Return only this: the line with "If you could place a marker on the white headphone" and all the lines that follow it below, through the final one, exactly as they are.
* * * * * * * * *
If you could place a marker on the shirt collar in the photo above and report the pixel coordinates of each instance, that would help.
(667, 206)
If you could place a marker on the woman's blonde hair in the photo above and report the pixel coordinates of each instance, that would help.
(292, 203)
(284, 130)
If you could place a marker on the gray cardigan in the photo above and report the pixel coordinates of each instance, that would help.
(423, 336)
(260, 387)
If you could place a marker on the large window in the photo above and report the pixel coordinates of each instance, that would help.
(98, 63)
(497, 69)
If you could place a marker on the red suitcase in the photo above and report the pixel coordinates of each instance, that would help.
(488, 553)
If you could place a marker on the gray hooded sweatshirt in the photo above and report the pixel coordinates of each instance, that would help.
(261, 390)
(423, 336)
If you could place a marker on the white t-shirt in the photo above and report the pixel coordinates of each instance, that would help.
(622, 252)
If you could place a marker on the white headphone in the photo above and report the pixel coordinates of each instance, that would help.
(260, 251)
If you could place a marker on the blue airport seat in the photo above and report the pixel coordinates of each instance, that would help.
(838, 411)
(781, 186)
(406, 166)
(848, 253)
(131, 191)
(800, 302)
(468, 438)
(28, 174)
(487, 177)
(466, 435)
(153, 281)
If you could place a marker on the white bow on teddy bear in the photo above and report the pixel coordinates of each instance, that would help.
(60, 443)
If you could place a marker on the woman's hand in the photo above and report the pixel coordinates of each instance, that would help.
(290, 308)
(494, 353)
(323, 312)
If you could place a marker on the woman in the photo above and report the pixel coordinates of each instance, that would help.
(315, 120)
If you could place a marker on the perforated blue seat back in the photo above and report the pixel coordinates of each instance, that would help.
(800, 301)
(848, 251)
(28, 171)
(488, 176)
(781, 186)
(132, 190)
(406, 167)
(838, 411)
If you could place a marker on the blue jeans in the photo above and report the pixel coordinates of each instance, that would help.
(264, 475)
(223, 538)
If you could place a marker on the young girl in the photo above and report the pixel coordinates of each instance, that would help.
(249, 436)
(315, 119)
* * * * * * * * *
--- RESULT BELOW ---
If you could place a marker on the white headphone in the photo above and report the pixel coordinates of each instance, that would help.
(260, 251)
If you could place a marker on the blue airport seat in the photo above and report the pixel coordinates of each instance, that would help.
(838, 411)
(781, 186)
(406, 166)
(848, 253)
(131, 191)
(800, 302)
(468, 438)
(28, 174)
(487, 177)
(466, 435)
(153, 281)
If you could place a marker on the white bow on teddy bear in the photo above and report the pixel coordinates of each instance, that would help.
(60, 443)
If you could place a marker on the woman's hand in the photo above and report the pixel coordinates of each instance, that would help.
(290, 308)
(494, 353)
(323, 312)
If you could place a marker on the woman in the photo above and report the pixel coordinates of each instance, that would help.
(315, 120)
If you could place a marker on the perforated blue seat back in the photo above and report the pixel coordinates of each instance, that would help.
(800, 301)
(848, 251)
(28, 171)
(488, 176)
(781, 186)
(132, 190)
(406, 167)
(838, 411)
If you could place a marker on the blue jeans in the photo above and report the pixel coordinates of each instance, that would help.
(264, 475)
(223, 538)
If you could place a marker on the young girl in the photo above and report the pixel coordinates of each instance, that would help.
(249, 436)
(315, 119)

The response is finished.